ASSIGNMENT: Each record should be output exactly, with every character kept.

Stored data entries
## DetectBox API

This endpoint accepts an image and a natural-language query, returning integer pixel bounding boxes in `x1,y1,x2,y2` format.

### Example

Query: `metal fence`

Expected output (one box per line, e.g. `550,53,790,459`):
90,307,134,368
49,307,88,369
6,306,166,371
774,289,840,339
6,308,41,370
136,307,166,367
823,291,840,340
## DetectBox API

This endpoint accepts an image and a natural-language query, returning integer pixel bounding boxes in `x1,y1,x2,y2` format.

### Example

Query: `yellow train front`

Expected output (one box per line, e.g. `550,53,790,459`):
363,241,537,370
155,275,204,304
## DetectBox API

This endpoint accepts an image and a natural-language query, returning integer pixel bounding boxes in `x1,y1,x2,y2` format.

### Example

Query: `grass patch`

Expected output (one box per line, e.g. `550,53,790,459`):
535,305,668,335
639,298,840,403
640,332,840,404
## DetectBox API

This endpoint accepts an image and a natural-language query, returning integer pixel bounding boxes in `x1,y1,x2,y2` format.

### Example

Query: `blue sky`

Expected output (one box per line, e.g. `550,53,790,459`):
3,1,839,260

EXPECTED ANSWER:
## DetectBox API

This endpoint accepts an image and a natural-language query, returning integer pixel bounding boxes in `x1,y1,x2,y2` format.

### Example

Query: `metal fence`

Expected output (one box per line, e.g. `550,53,790,459`):
90,307,134,368
49,307,88,369
6,306,166,371
774,289,840,339
6,308,41,370
136,307,166,367
823,291,840,340
## DetectBox API

This endpoint accepts an image and a natural-language query, returning integer pixel bounding boxes in `x1,y1,x2,y2` format.

### Example

Query: `yellow train front`

Expected output (one box per line, e.g. `550,53,790,459`):
363,241,537,370
155,275,204,304
## DetectBox API

This endpoint accepts an image and a natural-language query, returning integer pixel bounding boxes in `x1,y1,x2,y2` format.

### Example

Query: `grass patch`

Expected output (one box per line, e.g. `550,53,790,459`):
535,305,668,335
639,298,840,403
640,332,840,404
## DetectBox API

This endpoint accepts an image and a natural-language query, returning integer pixel bounding boxes in `x1,y1,x2,y2` format.

### Example

Query: `blue sky`

Expected output (one box per line, e.g. `550,53,790,459`):
3,1,839,260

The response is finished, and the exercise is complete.